Extracted text Block Start
I have strong, albeit mixed emotions about this case. On one hand, it all seems so simple, cut and dried sitting here discussing it in retrospect. But hindsight is always 20/20.
I think this child's death represents a multi-level failure on the part of many different individuals,
to notice something was wrong. And that, unfortunately, happens all the time to, I'd imagine, thousands of children every year. Not every case will be as spectactular and sensational as this one, for sure but it's a sad fact: parents hurt and neglect their children. A lot. Too frequently. People don't always notice. I'd say that at least half the time, no one notices.
In this particular case, I want to say the majority of the blame lies with the parents. They seem, to me anyway, to want to substitute pharmacotherapy for parenting. That's how the article reads anyway. But then again, we don't know what these parents were going through. It sounds like they had issues of their own and other children with problems. I doubt they were trying to kill their child. More likely, they were ill-equipped to deal with the stresses of life and parenthood and viewed medication as a way to take a short-cut, if you will.
Extracted text Block End
- [Problem set]
[A] Answer these questions about the comment:
(i) What does the writer say hindsight always is?
(ii) With whom does the writer say the majority of the blame lies in this case?
(iii) How often, at minimum, does the writer estimate that no one notices?
[B] Quote every sentence in the comment whose first word is "I" or a contraction starting with it, such as "I'd".
[C] Please write out the part of the comment between "I have strong, albeit" and "is always 20/20.", inclusive.
Answer from the comment alone, not from the listing.
Dataset excerpts Block Start
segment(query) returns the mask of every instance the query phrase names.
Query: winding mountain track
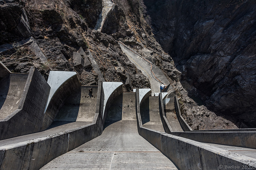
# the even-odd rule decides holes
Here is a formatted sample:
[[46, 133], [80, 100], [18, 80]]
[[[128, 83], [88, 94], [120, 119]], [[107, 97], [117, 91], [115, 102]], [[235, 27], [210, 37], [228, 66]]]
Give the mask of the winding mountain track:
[[97, 20], [97, 23], [94, 29], [95, 30], [101, 31], [108, 14], [112, 9], [114, 4], [112, 0], [102, 1], [102, 9]]
[[[162, 83], [167, 86], [167, 92], [173, 92], [174, 90], [170, 85], [170, 82], [162, 70], [156, 66], [152, 69], [150, 63], [147, 61], [141, 56], [133, 50], [129, 49], [121, 42], [118, 43], [123, 52], [127, 56], [129, 60], [133, 63], [136, 67], [141, 71], [142, 74], [148, 79], [150, 83], [152, 96], [155, 93], [160, 92], [160, 86]], [[152, 71], [154, 73], [152, 73]]]

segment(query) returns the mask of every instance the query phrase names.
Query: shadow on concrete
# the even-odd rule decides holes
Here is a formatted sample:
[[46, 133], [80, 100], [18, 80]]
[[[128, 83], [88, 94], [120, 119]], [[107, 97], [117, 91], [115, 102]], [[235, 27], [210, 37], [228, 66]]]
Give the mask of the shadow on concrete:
Dataset excerpts Block End
- [Solution list]
[A]
(i) 20/20
(ii) The parents
(iii) At least half the time

[B]
I have strong, albeit mixed emotions about this case.
I think this child's death represents a multi-level failure on the part of many different individuals, to notice something was wrong.
I'd say that at least half the time, no one notices.
I doubt they were trying to kill their child.

[C]
I have strong, albeit mixed emotions about this case. On one hand, it all seems so simple, cut and dried sitting here discussing it in retrospect. But hindsight is always 20/20.